[Opening Given records section]
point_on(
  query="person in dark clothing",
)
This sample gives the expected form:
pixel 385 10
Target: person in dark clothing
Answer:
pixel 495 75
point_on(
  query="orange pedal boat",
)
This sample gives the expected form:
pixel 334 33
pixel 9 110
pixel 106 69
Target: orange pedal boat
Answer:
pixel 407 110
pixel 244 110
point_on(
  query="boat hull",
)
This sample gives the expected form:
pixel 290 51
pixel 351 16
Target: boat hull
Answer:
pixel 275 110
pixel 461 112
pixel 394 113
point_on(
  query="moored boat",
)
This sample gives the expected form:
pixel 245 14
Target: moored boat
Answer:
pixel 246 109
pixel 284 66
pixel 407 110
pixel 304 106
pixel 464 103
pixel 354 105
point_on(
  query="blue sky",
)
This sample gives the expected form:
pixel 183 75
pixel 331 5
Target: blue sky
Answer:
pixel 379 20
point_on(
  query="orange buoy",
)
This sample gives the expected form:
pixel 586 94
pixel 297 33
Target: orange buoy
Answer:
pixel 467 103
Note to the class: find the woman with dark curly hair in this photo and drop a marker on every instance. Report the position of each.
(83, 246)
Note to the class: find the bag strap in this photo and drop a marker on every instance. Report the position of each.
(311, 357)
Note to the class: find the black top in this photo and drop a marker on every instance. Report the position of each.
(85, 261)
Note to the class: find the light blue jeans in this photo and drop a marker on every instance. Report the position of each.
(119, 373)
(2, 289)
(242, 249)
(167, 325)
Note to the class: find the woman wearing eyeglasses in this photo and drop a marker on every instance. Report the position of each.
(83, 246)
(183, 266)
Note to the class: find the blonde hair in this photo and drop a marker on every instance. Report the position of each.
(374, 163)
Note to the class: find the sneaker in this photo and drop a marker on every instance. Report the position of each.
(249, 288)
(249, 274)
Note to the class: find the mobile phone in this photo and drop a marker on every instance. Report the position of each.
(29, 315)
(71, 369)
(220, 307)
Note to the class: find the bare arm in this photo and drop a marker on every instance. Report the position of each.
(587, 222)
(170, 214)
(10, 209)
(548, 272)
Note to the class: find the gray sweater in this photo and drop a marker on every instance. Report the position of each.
[Closing Given records section]
What you should do: Return, word for word, the line containing "Note to the class: find the mobile" and all lines after it through the last line of the records, and nothing else.

Exercise response:
Note to the class: find the mobile phone in this photo and drop a marker on every instance. Report the position of each.
(29, 315)
(71, 369)
(220, 307)
Note to the class: find the bare arm in this photo and drop a marker on every instance. Report the position of each.
(587, 222)
(170, 214)
(10, 209)
(548, 272)
Note to the class: find the gray sweater in this photo and drop a marker on every instance. Report the position of each.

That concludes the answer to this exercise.